Text provided –
★ ★ ★ ★ ★

Tuesday, December 30, 2008
By Dan

Here now are Daily Danet’s most important stories for 2008.  They may not be the most memorable now, but in time, these events will be remembered longer than anything else in 2008, for their consequences as well as the stories themselves.  These are the stories that, when we look back in 20 years, we will vaguely remember they happened before the coming apocalypse.

  1. Complete collapse of the housing market. 2008 will certainly be remembered as the year the housing bubble went pop.  The median home price peaked in 2006 at about $250,000.  The median home price is now around $180,000.  Fannie Mae and Freddie Mac were officially taken over by the government with no hope of being broken up anytime soon.
  2. Wall Street Follows Housing Over a Cliff. In a related store, in 2008 we found out that Wall Street was as foolishly optimistic as that kid whose parents wrapped clothes in an Xbox box.  With no adults manning the shop, no one thought to look into all those subprime loan derivatives.   The failure of Lehman Brothers, and the death of the last five remaining large investment banks was the earthquake in 2008.  The Tsunami is on its way.
  3. Bailout Mania. Congress realizes that they have skewed the housing market, encouraged risky behavior and destroyed several financial companies by providing easy access to money, by removing accountability and by introducing market distortions.  Congress immediately moves to fix the problem by providing more free money, completely eliminating accountability and further distorting markets.  At some point, a politician somewhere will read Ayn Rand.

★ ★ ★ ★ ★

Supplied records –
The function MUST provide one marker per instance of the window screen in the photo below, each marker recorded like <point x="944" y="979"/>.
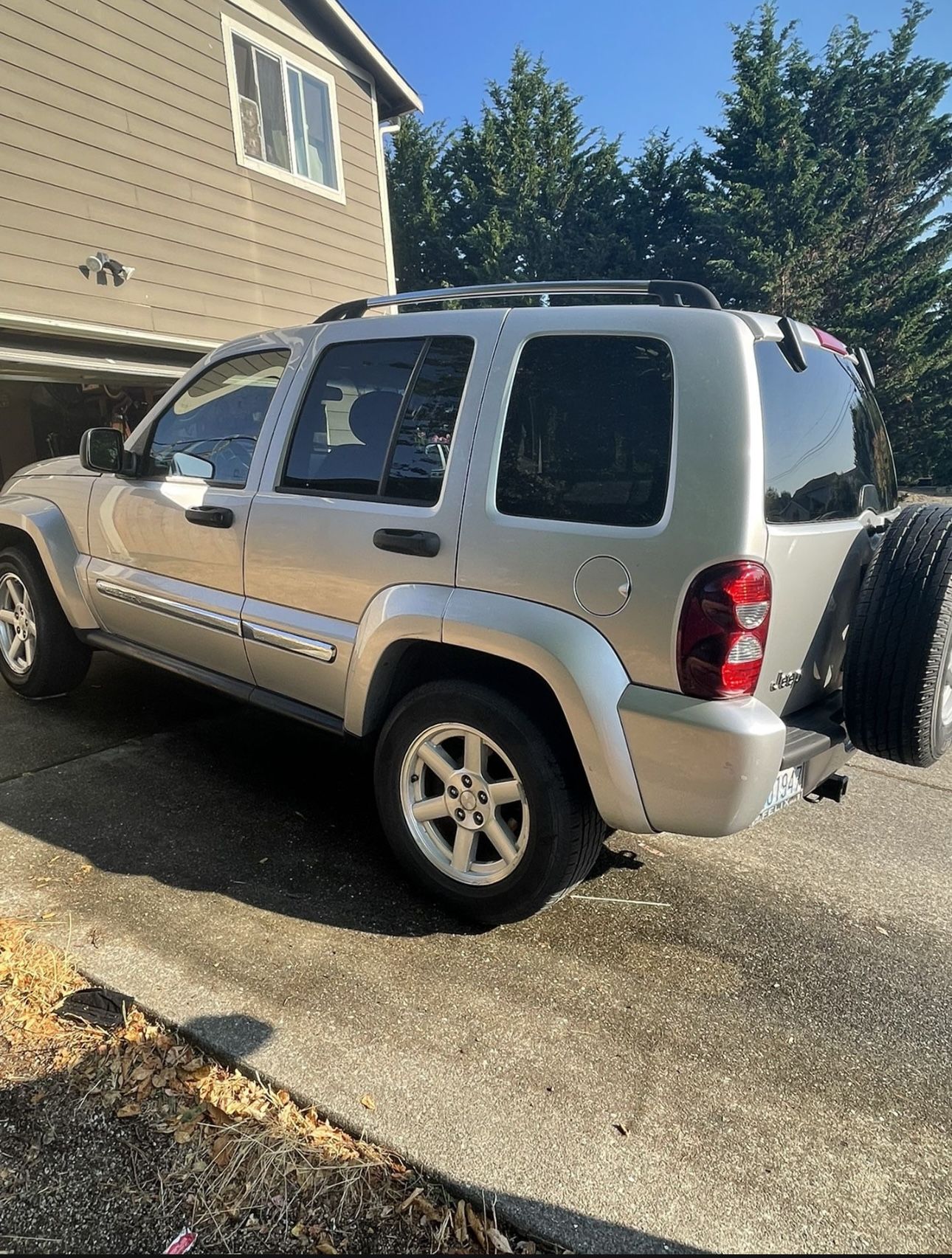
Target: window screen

★ ★ ★ ★ ★

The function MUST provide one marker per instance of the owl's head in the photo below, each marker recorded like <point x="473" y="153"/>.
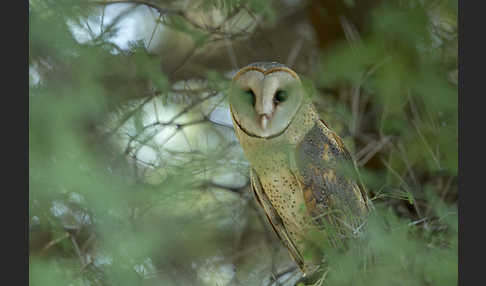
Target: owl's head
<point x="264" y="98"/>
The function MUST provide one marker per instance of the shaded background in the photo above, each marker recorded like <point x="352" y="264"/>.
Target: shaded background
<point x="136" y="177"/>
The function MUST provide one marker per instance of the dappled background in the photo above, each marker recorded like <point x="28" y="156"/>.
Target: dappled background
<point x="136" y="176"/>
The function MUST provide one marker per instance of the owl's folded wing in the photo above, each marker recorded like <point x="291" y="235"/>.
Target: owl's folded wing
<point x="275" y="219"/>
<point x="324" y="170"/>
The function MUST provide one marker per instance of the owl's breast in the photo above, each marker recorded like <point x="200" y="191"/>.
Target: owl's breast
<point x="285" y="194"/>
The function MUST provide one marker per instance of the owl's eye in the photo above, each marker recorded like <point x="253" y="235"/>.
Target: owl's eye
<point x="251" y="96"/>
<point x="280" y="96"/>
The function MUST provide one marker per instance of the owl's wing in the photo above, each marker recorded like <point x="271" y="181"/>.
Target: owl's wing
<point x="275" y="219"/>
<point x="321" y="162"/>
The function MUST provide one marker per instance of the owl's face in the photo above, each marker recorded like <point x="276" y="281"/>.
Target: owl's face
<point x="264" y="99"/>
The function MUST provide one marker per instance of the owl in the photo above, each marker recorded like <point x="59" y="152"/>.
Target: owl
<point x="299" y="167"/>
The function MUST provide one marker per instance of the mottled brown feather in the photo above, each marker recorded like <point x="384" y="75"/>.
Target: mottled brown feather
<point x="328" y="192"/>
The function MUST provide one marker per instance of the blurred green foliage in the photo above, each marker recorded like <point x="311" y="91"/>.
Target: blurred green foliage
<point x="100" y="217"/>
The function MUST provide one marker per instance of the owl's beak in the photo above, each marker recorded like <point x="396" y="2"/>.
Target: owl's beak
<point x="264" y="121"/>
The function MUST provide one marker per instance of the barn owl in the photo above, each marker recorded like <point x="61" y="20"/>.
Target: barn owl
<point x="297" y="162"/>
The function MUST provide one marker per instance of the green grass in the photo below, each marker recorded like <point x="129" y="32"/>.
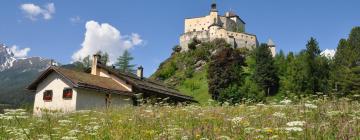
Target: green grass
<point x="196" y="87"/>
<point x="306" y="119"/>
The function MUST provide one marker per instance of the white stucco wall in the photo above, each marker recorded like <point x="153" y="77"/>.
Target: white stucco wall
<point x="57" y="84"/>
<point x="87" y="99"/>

★ ★ ★ ★ ★

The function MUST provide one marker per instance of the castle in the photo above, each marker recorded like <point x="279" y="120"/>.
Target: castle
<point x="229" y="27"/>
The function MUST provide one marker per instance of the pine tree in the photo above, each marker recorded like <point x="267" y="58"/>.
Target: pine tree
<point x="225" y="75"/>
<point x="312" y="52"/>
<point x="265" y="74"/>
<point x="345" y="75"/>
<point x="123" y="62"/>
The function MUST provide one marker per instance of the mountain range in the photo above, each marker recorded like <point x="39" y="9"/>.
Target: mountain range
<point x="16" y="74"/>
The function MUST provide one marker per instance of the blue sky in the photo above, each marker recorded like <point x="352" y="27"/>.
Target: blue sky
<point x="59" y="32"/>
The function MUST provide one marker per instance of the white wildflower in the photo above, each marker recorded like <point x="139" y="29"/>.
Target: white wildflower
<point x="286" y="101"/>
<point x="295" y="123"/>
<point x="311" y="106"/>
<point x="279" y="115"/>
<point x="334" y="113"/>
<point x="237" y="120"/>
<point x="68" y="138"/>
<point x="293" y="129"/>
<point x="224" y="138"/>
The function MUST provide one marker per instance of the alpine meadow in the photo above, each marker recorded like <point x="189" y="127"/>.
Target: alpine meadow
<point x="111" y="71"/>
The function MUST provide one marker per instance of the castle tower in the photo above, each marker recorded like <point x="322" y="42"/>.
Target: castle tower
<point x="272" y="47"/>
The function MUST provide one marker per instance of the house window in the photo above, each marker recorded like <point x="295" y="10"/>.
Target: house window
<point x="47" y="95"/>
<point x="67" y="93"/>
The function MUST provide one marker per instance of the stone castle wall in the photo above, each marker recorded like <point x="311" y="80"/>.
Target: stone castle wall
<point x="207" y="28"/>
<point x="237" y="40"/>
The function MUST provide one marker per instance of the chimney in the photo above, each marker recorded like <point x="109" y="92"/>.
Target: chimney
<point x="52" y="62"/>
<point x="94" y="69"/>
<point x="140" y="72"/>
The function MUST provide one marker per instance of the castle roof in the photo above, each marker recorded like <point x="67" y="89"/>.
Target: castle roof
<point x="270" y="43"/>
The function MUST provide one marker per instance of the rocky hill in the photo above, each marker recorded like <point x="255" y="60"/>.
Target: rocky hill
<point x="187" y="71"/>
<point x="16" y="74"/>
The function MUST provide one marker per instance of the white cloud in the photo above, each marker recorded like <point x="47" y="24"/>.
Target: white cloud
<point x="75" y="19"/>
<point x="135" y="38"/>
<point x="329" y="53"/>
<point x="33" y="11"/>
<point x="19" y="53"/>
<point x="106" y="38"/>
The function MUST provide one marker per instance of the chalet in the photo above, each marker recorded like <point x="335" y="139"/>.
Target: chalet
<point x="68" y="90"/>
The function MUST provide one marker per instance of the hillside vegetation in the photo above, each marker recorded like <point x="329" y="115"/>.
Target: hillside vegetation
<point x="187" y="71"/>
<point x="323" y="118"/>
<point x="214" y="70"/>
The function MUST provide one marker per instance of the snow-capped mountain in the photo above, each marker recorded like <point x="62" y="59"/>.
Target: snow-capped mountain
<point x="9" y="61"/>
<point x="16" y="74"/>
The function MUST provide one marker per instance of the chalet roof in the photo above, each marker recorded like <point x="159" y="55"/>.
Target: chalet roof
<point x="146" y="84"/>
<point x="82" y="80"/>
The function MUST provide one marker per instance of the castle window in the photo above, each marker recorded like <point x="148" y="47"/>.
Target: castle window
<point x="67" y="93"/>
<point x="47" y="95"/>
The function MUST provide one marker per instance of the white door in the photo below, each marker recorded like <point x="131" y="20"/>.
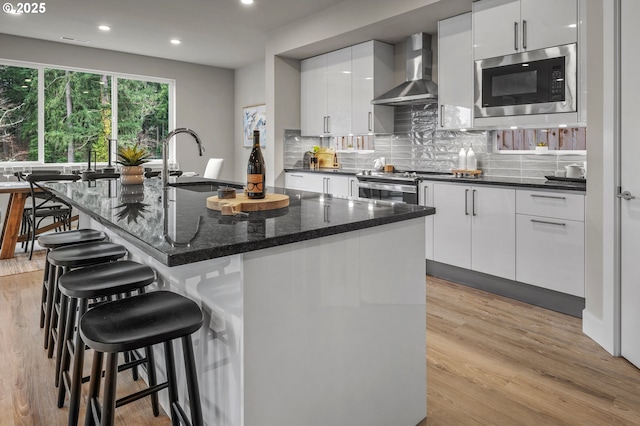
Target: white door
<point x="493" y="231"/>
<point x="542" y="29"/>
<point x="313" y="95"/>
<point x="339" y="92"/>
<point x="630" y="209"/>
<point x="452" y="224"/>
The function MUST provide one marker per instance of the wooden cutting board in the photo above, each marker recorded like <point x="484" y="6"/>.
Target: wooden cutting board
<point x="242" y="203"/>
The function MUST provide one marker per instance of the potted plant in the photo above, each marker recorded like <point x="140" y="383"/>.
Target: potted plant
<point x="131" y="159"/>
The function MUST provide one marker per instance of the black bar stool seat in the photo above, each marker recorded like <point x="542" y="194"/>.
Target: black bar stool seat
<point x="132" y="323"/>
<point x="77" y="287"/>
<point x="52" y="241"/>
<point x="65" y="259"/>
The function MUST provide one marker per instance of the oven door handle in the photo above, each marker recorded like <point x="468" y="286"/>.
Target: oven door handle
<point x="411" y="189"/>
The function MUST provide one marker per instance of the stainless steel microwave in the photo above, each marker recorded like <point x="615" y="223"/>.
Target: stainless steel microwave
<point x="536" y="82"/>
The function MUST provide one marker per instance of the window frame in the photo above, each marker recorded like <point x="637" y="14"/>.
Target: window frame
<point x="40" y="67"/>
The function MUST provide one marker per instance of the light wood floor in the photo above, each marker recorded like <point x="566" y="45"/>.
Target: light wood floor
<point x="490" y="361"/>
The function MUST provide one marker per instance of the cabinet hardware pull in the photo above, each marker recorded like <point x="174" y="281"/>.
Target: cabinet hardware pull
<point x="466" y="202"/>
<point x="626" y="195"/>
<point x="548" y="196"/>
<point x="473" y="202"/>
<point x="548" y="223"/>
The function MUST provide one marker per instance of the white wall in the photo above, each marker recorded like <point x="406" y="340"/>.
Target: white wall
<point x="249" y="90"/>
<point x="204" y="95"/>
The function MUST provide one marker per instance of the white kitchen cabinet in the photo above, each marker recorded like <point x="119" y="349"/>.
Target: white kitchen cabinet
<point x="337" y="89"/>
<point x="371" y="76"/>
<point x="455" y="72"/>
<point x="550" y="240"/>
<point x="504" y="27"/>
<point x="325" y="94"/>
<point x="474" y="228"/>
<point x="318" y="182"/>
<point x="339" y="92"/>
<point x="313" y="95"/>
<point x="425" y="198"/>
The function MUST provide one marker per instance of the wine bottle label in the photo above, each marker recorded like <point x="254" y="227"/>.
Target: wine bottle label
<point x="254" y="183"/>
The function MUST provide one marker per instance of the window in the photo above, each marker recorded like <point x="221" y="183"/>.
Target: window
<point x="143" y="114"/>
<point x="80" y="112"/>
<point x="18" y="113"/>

★ ★ ★ ★ ★

Written instruction A –
In the post on the most important stories of 2008, translate this sentence into Spanish: "The median home price is now around $180,000."
Written instruction B –
Write what comes next in the post ranking the most important stories of 2008, picking up after its last sentence.

Task response A –
La mediana del precio de la vivienda ronda ahora los 180.000 dólares.

Task response B –
  4. Barack Obama Elected President. An unknown junior Senator from Illinois, who happened to be African American, was elected president by the largest popular margin ina generation.  The election will be remembered for a long time, even beyond the racially-motivated “historic” headlines.  Senator Obama spent record amounts in the primary and general elections, and was the first person to not use federal funds since Richard Nixon.  Hillary Clinton’s bid to be the first female presidential nominee, and Sarah Palin’s selection as the first female GOP vice presidential candidate will also be remembered for years to come.  So, too, will the media’s abdication of its investigative responsibilities.
  5. Global Warming Begins to Collapse. In time, 2008 will be recognized as the last time anyone took Al Gore seriously.  2008 will be the coldest year in the United States in over a decade, and record cold and snow have plagued the rest of the world.  Although deranged lunatics will continue to shout from their daddy’s Escalades and their Hollywood mansions, 2008 will be the year that skeptics were finally given a voice.
  6. Gasoline Prices. 2008 will be remembered for its dramatic jump in the price of gasoline, rising to over $4 per gallon in the United States.  The impact, however, will be felt for years as Americans begin to reduce their consumption of gasoline and thereby their dependence on foreign oil.  By December, the price of a barrel of crude oil had fallen nearly $100, a decline of over 70% from it’s summer time high.  Low prices for crude oil minimize the influence of OPEC nations and Russia.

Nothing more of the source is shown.